**What you have to do**
Render the entries from the beginning through the line containing "[[[0,207],[0,218],[28,211],[28,203],[20,203]]]" as a Markdown table with the columns Row and Line, giving each line its number and leaving out blank lines.

**Source records**
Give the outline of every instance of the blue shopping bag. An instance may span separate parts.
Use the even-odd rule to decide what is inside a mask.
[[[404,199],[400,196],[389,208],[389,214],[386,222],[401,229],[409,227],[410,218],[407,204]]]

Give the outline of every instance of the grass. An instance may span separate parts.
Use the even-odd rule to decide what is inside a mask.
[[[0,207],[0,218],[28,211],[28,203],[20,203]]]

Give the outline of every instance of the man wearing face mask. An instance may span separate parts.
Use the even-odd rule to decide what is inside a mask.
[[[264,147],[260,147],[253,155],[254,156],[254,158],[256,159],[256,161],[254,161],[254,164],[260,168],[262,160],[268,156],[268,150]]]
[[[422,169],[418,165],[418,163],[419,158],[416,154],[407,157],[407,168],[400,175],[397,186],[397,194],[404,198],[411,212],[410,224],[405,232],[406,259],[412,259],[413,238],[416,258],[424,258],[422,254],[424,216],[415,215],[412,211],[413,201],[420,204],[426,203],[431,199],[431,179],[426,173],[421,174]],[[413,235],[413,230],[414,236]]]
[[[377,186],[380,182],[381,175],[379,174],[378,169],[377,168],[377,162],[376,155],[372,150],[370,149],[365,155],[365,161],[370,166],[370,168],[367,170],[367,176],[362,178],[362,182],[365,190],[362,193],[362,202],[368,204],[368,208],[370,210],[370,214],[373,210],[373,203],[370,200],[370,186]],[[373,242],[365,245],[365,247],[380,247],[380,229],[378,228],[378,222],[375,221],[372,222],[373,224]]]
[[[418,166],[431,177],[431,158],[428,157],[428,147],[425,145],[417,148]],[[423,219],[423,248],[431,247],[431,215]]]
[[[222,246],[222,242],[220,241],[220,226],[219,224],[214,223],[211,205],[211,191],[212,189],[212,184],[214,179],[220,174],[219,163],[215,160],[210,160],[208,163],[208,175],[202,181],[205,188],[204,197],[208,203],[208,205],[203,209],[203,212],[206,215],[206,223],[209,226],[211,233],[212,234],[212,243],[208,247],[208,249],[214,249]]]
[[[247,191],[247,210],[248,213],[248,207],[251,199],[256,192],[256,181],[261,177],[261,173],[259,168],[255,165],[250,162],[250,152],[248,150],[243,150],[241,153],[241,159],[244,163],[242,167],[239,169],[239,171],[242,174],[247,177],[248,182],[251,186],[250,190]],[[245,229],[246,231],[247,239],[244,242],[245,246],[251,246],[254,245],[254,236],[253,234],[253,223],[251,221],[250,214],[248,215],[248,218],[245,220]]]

**Exercise answer**
| Row | Line |
|---|---|
| 1 | Give the outline of every instance of the blue shopping bag. An instance may span separate parts. |
| 2 | Use the even-odd rule to decide what is inside a mask. |
| 3 | [[[404,199],[400,196],[389,208],[389,214],[386,222],[401,229],[409,227],[410,218],[407,204]]] |
| 4 | Give the outline of every instance of the grass. An instance may span separate parts. |
| 5 | Use the even-odd rule to decide what is inside a mask. |
| 6 | [[[0,207],[0,218],[28,211],[28,203],[20,203]]] |